**What you have to do:**
Looking at the entries, how many lines hold the word "wooden"? State the number by itself.

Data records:
----

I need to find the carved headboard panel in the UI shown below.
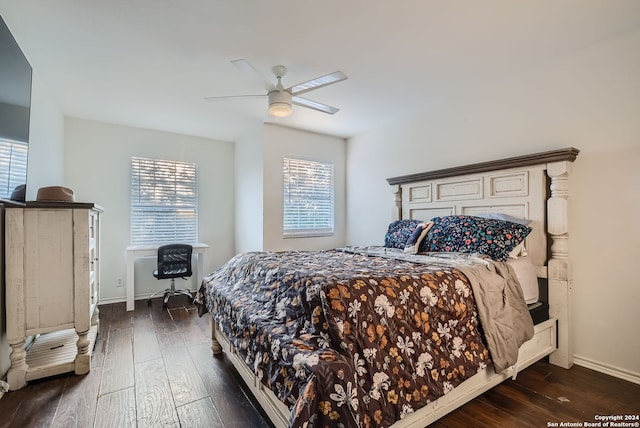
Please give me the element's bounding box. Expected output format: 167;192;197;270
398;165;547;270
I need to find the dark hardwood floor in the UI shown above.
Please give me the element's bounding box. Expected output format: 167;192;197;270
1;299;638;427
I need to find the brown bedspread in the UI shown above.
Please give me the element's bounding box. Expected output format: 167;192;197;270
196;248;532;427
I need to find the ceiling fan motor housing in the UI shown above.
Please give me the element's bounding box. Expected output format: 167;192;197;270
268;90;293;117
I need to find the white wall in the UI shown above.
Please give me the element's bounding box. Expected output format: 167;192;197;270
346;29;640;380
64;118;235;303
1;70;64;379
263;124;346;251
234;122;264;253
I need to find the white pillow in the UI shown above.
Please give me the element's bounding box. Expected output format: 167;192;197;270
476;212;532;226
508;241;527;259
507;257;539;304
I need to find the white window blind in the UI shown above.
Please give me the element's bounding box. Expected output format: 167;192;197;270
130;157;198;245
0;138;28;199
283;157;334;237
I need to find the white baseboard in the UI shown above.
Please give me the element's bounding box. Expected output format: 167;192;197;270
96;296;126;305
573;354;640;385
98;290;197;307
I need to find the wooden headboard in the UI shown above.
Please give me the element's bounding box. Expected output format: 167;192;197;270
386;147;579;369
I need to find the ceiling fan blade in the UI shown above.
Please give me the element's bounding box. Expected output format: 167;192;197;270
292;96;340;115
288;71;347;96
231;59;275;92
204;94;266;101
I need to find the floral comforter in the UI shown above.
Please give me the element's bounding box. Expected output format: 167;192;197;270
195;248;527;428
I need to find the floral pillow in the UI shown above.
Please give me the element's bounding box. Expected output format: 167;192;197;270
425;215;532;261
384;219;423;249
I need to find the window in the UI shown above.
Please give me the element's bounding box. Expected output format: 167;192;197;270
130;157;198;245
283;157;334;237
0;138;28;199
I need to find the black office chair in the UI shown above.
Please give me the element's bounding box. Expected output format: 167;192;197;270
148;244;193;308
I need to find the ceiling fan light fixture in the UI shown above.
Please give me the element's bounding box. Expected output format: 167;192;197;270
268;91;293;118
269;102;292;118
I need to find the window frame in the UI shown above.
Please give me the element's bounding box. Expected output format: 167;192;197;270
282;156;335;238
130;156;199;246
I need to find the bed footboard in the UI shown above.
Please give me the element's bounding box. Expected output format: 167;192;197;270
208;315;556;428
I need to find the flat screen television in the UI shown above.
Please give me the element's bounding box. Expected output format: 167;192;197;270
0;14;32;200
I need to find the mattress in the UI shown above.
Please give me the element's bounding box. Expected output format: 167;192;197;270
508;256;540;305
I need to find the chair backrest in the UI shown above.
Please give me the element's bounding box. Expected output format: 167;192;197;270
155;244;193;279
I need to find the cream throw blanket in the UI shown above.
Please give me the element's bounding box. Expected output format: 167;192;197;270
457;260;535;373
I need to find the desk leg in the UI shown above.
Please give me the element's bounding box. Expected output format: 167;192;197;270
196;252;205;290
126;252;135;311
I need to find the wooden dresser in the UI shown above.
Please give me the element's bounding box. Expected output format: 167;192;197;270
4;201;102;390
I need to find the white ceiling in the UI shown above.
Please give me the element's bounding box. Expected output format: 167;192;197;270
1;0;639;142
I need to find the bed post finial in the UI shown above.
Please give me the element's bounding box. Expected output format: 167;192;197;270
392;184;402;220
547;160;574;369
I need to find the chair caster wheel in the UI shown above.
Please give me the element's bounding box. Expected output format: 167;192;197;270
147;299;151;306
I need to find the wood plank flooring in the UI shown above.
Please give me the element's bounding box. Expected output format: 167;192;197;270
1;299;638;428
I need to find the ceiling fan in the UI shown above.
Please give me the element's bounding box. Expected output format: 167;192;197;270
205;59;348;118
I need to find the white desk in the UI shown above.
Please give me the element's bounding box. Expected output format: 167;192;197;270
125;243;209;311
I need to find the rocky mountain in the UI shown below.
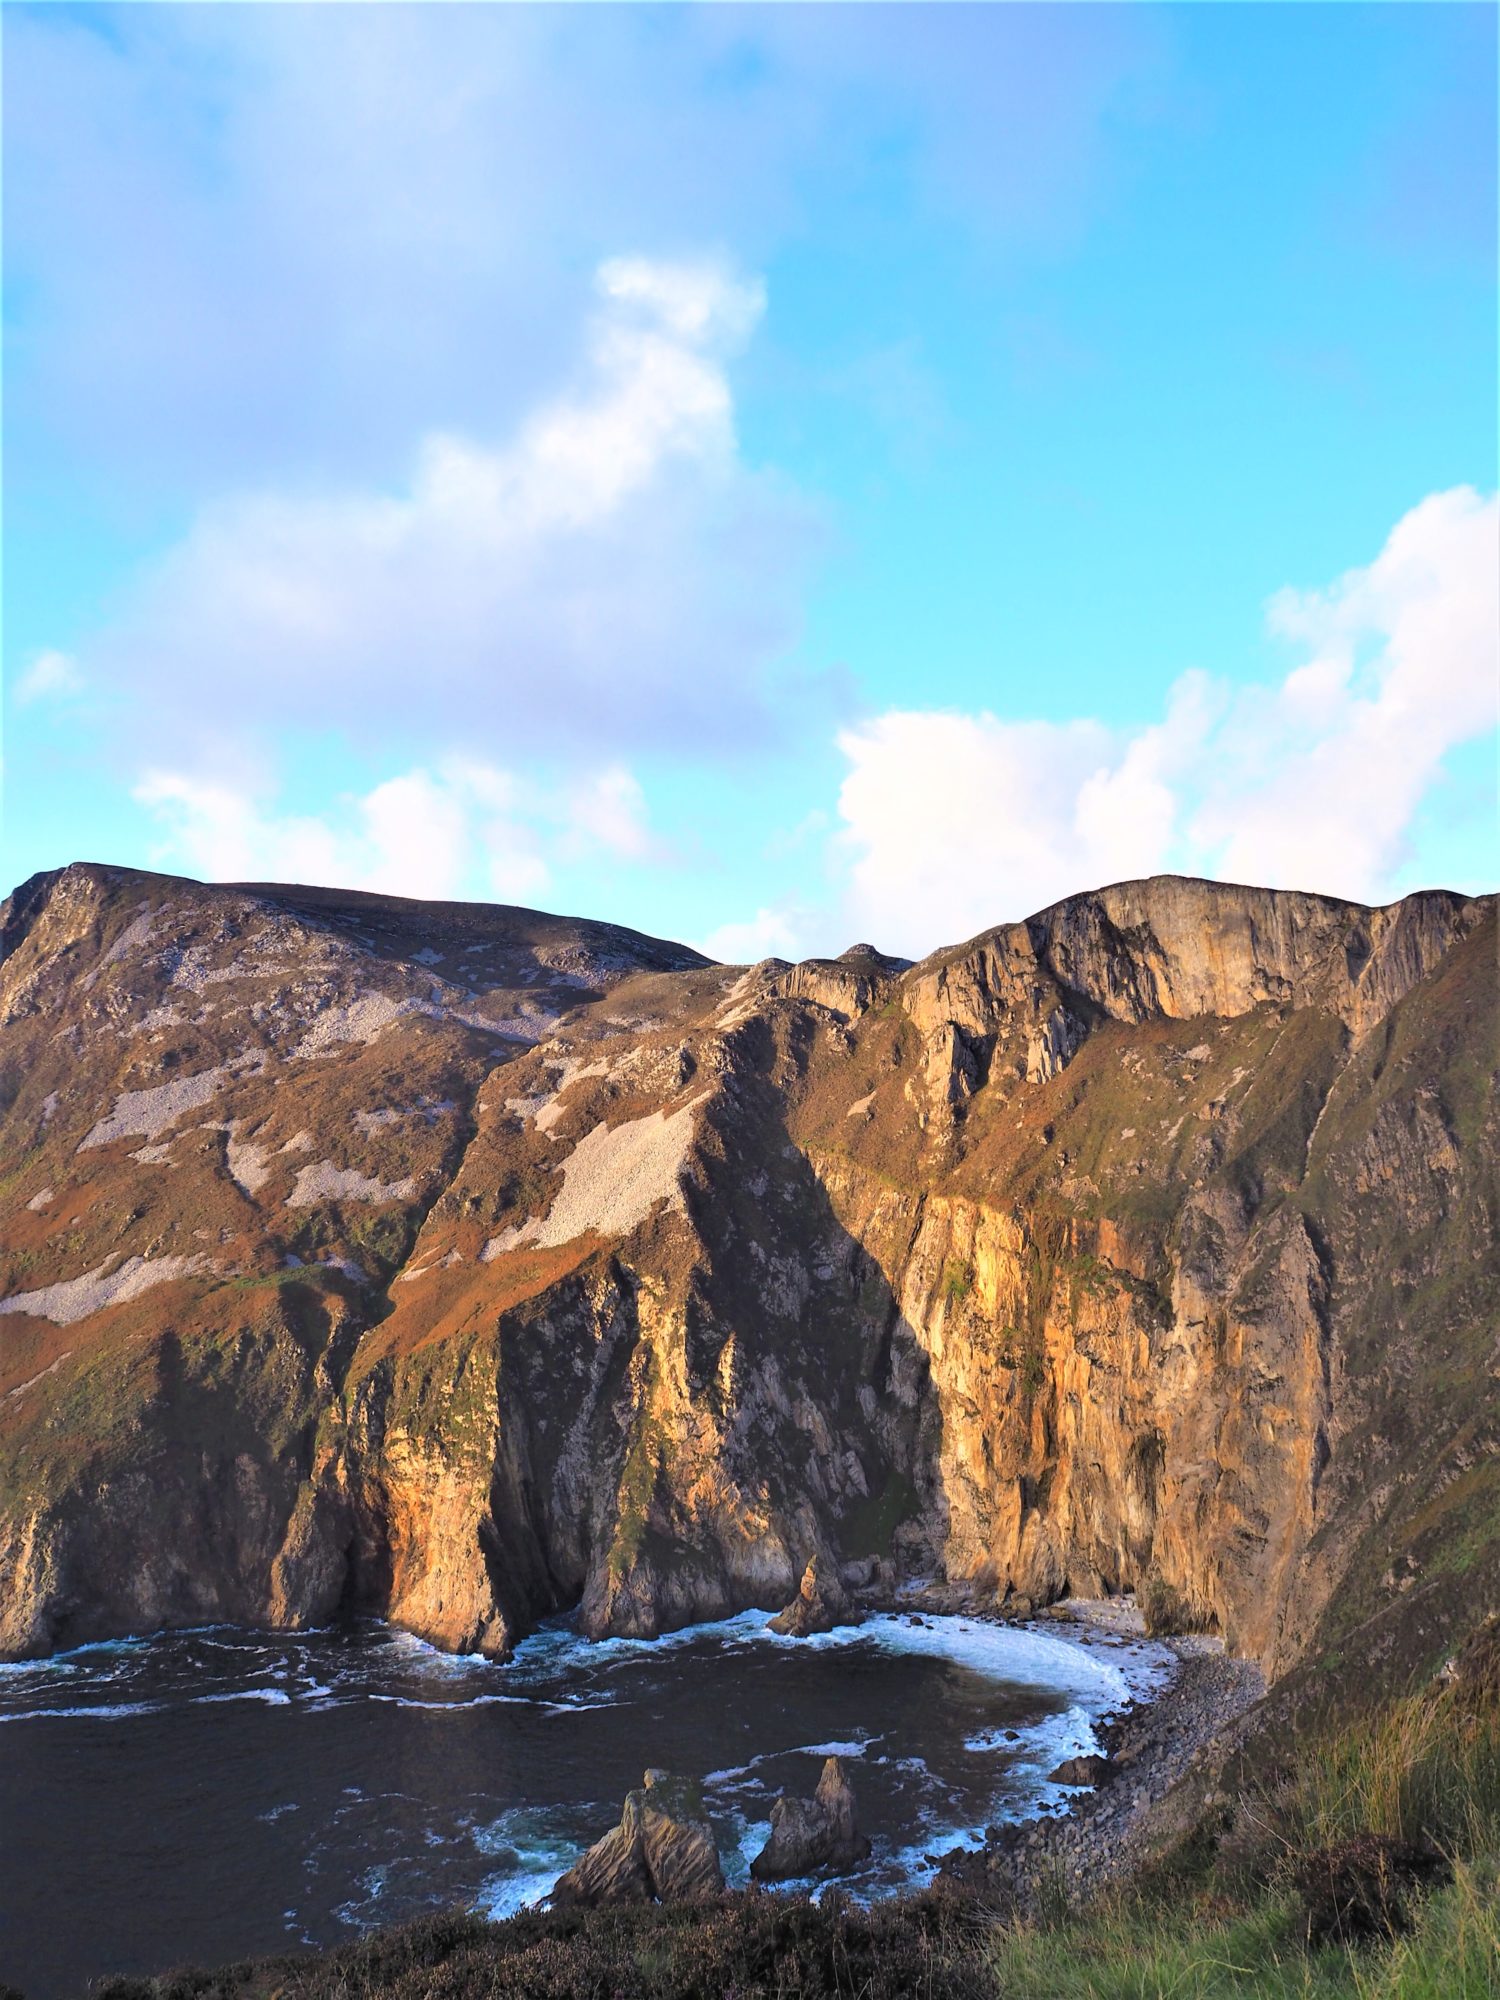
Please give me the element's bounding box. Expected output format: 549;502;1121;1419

----

**Response to this task:**
2